> **Requirement**
Copy out every line below that contains the word "post".

········

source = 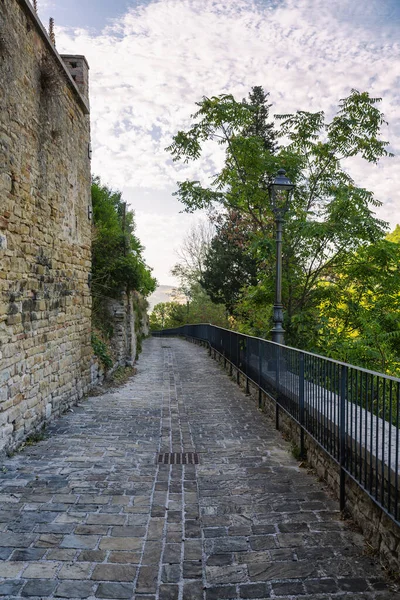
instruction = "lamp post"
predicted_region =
[268,169,294,344]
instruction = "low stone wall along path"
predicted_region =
[0,339,400,600]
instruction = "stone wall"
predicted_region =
[91,292,149,385]
[206,351,400,577]
[0,0,91,452]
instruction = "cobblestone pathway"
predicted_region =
[0,339,399,600]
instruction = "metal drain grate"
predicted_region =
[157,452,199,465]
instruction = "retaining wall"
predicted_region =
[0,0,92,452]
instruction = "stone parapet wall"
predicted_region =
[0,0,92,452]
[203,351,400,576]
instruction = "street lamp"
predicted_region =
[268,169,294,344]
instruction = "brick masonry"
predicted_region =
[0,338,399,600]
[0,0,91,452]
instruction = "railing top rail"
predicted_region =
[152,323,400,383]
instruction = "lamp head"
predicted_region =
[268,169,295,219]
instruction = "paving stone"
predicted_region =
[11,548,46,562]
[60,535,99,550]
[92,564,136,581]
[0,533,36,548]
[34,533,63,548]
[107,551,142,564]
[206,585,237,600]
[183,561,203,579]
[0,548,14,560]
[136,567,158,594]
[54,581,93,599]
[272,581,306,597]
[46,548,79,562]
[182,581,204,600]
[57,562,91,579]
[163,544,182,563]
[143,542,162,565]
[0,338,398,600]
[87,513,126,525]
[21,579,58,596]
[77,550,107,562]
[111,525,146,537]
[99,537,143,550]
[161,565,181,583]
[158,584,179,600]
[206,565,247,584]
[24,561,58,579]
[239,583,270,600]
[96,583,133,598]
[0,579,24,597]
[0,561,25,579]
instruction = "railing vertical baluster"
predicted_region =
[299,353,305,457]
[369,375,374,495]
[229,331,233,377]
[387,381,393,512]
[381,379,386,506]
[275,345,281,430]
[394,383,400,520]
[244,337,250,394]
[258,339,262,408]
[375,377,379,500]
[339,365,347,510]
[236,334,240,383]
[153,323,400,521]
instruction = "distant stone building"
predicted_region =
[0,0,91,452]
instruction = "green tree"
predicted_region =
[200,211,258,315]
[92,177,156,297]
[169,90,390,347]
[314,239,400,375]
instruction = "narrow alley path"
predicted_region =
[0,339,400,600]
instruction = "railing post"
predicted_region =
[245,338,250,395]
[236,334,240,384]
[275,346,281,430]
[258,340,262,408]
[339,365,347,510]
[299,353,305,457]
[229,331,233,377]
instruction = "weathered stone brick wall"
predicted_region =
[91,292,149,385]
[0,0,91,452]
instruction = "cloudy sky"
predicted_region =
[38,0,400,284]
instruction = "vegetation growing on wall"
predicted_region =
[91,177,156,368]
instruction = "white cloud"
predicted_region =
[53,0,400,282]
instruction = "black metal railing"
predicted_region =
[153,324,400,524]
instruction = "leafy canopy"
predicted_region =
[92,177,156,297]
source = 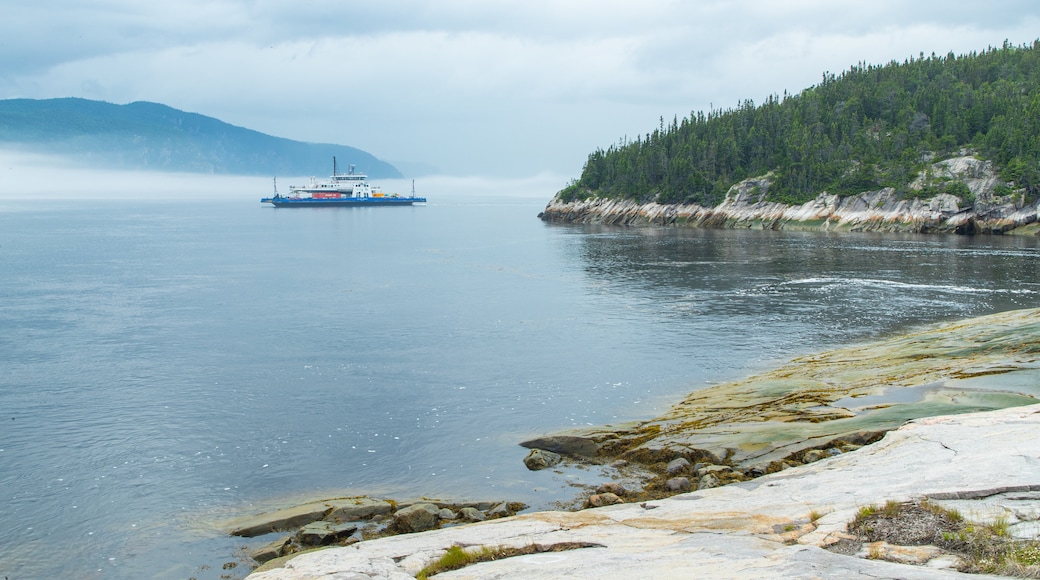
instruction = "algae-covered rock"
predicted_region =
[523,449,562,471]
[393,503,440,532]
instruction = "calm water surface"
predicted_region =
[0,195,1040,580]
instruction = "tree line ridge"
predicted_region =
[556,41,1040,207]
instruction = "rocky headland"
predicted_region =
[539,156,1040,235]
[241,309,1040,580]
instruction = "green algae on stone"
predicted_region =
[521,309,1040,469]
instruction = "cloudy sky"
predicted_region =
[0,0,1040,178]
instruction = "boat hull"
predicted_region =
[260,197,426,208]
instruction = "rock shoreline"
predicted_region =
[223,496,528,571]
[239,309,1040,580]
[251,405,1040,580]
[539,156,1040,236]
[520,309,1040,500]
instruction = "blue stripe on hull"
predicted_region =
[260,197,426,208]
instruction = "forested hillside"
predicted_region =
[557,41,1040,206]
[0,99,400,178]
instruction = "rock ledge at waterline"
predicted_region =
[539,157,1040,235]
[251,309,1040,580]
[250,405,1040,580]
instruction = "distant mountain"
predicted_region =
[0,99,401,178]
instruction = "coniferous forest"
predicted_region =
[557,41,1040,207]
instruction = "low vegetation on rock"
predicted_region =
[832,500,1040,578]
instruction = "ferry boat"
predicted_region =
[260,157,426,208]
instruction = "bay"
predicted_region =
[0,183,1040,578]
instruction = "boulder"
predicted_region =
[322,498,393,524]
[596,481,628,497]
[697,473,722,490]
[437,507,459,521]
[393,503,440,532]
[296,522,358,546]
[488,501,523,519]
[802,449,830,464]
[665,457,693,475]
[697,465,733,477]
[523,449,562,471]
[589,493,625,507]
[231,502,330,537]
[665,477,693,492]
[250,535,292,563]
[459,507,488,522]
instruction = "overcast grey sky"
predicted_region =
[0,0,1040,178]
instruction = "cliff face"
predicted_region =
[540,157,1040,235]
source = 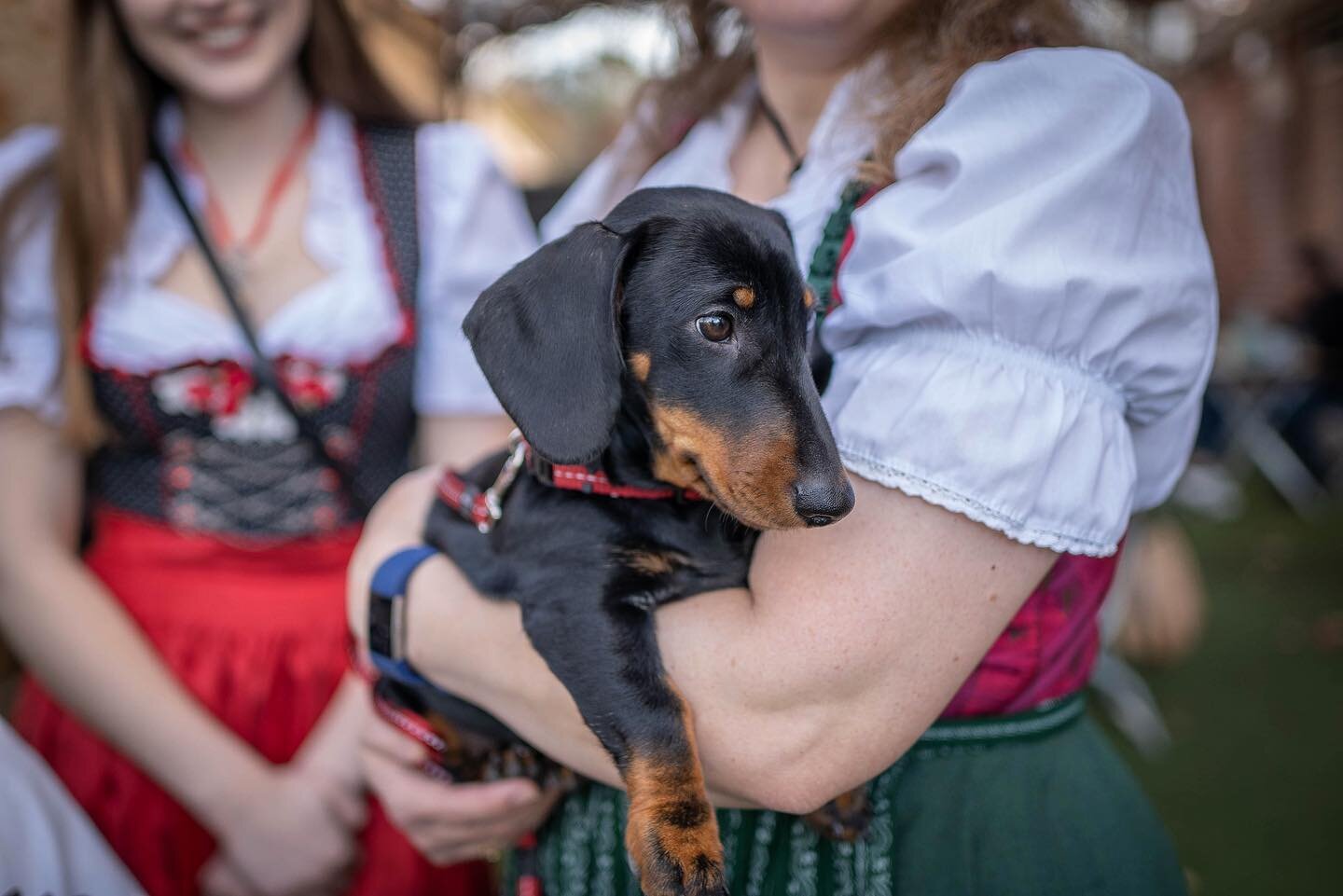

········

> **Finished answer**
instruction = "lamp post"
instruction = "railing post"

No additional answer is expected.